══ MATERIAL FOR THIS EXERCISE ══
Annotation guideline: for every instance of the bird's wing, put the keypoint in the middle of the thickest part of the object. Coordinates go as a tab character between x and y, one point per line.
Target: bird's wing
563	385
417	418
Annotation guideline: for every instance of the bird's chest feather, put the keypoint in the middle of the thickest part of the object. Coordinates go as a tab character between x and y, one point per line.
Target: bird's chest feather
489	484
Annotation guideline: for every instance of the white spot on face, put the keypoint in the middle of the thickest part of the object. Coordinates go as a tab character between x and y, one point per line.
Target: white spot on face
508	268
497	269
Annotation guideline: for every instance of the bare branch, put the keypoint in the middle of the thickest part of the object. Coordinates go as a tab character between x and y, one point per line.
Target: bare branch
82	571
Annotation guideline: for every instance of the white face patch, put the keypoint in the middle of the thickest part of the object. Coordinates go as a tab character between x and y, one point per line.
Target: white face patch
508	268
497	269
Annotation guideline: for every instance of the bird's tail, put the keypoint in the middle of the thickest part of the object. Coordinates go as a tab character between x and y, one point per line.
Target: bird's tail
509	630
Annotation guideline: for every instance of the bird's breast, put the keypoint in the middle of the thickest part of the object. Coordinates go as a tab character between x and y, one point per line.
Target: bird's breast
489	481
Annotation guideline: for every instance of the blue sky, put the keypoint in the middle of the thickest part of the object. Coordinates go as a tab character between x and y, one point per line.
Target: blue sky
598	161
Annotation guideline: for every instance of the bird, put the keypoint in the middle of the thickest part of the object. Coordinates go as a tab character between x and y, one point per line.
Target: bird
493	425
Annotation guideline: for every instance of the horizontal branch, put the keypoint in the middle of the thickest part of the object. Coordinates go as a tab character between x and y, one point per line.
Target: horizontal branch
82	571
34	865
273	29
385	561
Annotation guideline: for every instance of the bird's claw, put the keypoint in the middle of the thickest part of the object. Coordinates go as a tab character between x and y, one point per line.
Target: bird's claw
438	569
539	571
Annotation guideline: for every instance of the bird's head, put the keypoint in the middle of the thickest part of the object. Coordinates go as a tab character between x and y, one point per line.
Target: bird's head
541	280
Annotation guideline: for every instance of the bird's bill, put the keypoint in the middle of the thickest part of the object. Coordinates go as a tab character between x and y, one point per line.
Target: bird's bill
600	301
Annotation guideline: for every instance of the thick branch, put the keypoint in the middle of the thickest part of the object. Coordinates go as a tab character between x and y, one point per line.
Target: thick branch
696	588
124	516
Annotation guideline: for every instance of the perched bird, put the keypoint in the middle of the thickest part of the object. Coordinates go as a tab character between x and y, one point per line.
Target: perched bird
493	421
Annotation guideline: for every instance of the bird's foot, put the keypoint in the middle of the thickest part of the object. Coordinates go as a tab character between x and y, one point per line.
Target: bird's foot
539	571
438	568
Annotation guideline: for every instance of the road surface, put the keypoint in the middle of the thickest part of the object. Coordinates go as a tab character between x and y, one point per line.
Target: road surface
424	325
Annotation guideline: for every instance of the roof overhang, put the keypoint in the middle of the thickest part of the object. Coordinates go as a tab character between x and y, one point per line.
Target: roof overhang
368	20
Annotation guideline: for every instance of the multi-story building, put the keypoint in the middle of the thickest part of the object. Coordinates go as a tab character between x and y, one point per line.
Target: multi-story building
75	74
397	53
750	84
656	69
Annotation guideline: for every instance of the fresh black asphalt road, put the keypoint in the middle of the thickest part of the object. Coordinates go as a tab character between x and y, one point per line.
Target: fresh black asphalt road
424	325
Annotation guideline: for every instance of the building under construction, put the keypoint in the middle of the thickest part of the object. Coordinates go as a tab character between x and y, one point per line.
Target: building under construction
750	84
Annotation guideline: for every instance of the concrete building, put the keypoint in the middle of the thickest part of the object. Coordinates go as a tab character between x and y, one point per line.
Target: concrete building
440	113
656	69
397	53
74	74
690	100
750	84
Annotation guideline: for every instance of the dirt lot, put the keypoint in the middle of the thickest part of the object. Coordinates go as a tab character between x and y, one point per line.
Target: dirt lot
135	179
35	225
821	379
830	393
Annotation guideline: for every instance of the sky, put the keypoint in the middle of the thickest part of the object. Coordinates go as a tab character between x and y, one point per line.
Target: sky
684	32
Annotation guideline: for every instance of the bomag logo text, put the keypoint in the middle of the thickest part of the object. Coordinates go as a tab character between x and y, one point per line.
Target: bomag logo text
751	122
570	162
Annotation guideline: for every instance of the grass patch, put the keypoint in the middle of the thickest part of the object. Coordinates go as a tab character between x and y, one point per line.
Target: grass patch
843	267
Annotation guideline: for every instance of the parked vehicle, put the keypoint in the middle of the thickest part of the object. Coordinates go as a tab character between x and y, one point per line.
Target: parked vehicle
═══
GIVEN REQUEST → Every record above should be copied exactly.

CORRECT OUTPUT →
Annotation guideline: for every instance of the bird's wing, put the keypoint in the middle of the thickest part of the object. Coordinates go as a tab character between x and y, one point per line.
Target: bird's wing
563	385
417	418
Annotation guideline: for every instance of the bird's chest feather, put the keypoint in the middle of the thickest part of the object. Coordinates go as a tab character between x and y, one point per line.
Target: bird's chest feather
489	484
Annotation guideline: for every instance of the white spot on face, put the keypoint in the middle of the thickest part of the object. Coordinates go as a tab character between x and y, one point per line.
Target: white spot on face
508	268
497	269
Annotation guideline: for every instance of the bare branch, put the keypoint in the middle of the thickest part of the object. Coordinates go as a tab character between x and y, one point per line.
Target: bare branch
82	571
Annotation guideline: for every instance of the white face patch, put the keypoint in the middle of the thickest part of the object. Coordinates go as a tab character between x and y, one point per line.
Target: white face patch
508	268
497	269
Annotation guideline: for every instance of the bird's tail, put the keypoint in the middle of the thickest part of the object. Coordinates go as a tab character between x and y, one point per line.
Target: bird's tail
509	630
Annotation guideline: for every instance of the bird's breast, put the keypoint in the middle of the thickest part of the object. Coordinates go as a tab character between x and y, one point per line.
Target: bird's breast
489	481
Annotation guideline: for every instance of the blue sky, put the keypoint in the middle of the thickest part of the object. Coordinates go as a tab character between x and y, one point per line.
Target: blue sky
598	161
Annotation guideline: for every instance of the bird, put the keypoint in the middle of the thickest part of the object. Coordinates go as a tab character between x and y, one point per line.
Target: bird
493	425
Annotation guideline: for every instance of the horizontal branch, put the keypoint in the middle of the thickest part of the object. Coordinates go as a tab character between x and y, one point per line.
Target: horizontal branch
82	571
34	865
273	29
385	561
Annotation guideline: for every instance of the bird's claw, put the keypoint in the middle of the thickest part of the object. Coordinates go as a tab character between x and y, one point per line.
Target: bird's claw
438	569
539	571
Annotation guideline: for every instance of the bird's head, put the keypoint in the middle of the thickest part of the object. Coordinates go as a tab character between x and y, one point per line.
Target: bird's head
541	280
Annotation guideline: for every instance of the bird's bill, put the keypoint in the middle of the thickest part of the object. Coordinates go as a tab character between x and y, one point per line.
Target: bird's bill
600	301
Annotation guideline: for every instance of the thick branch, put the keypoint in the middle of the thickest part of the object. Coordinates go as a tab character between x and y, one point per line.
Target: thick branch
696	588
124	516
Annotation guideline: for every instance of the perched bird, put the keypoint in the middle of the thickest part of the object. Coordinates go as a tab character between x and y, one point per line.
Target: perched bird
493	421
Annotation guideline: for every instance of the bird's foot, put the keypoint in the middle of the thickest part of the object. Coordinates go as a tab character between x and y, one point per line.
Target: bird's foot
539	571
438	568
Annotation guideline: for every instance of the road surface, put the keypoint in the middle of the thickest part of the object. Coordinates go as a tab character between x and y, one point per line.
Target: road surface
424	325
Annotation guideline: for every instance of the roof overhang, put the keypoint in the middle of the thickest part of the object. Coordinates go as a tab character between x and y, one point per line.
Target: roof overhang
368	20
Annotation guideline: for every instance of the multi-story building, put the keypoint in the middle of the thickest part of the object. Coordinates go as a tab character between x and y, one point per line.
Target: multi-story building
75	74
397	53
750	84
656	69
Annotation guideline: for every instance of the fresh black asphalt road, put the keypoint in the middle of the thickest part of the object. Coordinates go as a tab character between x and y, one point per line.
Target: fresh black asphalt road
424	325
Annotation guideline: for every instance of the building under construction, put the keypoint in the middle of the thickest part of the object. Coordinates go as a tab character between x and y, one point per line.
Target: building under construction
750	84
Annotation guideline: for every instance of the concrete building, put the keypoint in the middle of the thickest part of the object. Coordinates go as a tab character between x and y, one point per line.
Target: concrete building
440	113
656	69
397	53
74	74
690	100
750	84
Annotation guideline: for every instance of the dirt lot, put the keypoint in the middle of the thickest part of the object. Coordinates go as a tab character between x and y, one point per line.
Target: dirt lot
135	179
35	225
821	379
830	393
Annotation guideline: for every instance of the sky, put the keypoint in the middle of the thickest part of the object. Coordinates go as a tab character between x and y, one point per line.
Target: sky
684	32
Annotation guideline: for every instance of the bomag logo text, put the keypoint in the middle of the thickest part of the object. Coordinates go as a tab character between x and y, one point per line.
Target: bomag logo text
751	122
570	162
Annotation guideline: for every instance of the grass patch, put the keypoint in the middle of the thickest part of the object. Coordinates go as a tab character between x and y, one point per line.
Target: grass patch
843	267
Annotation guideline: for every instance of the parked vehicle, put the keypoint in the middle of the thickest part of the object. Coordinates go as a tab character between x and y, one point per line.
Target: parked vehicle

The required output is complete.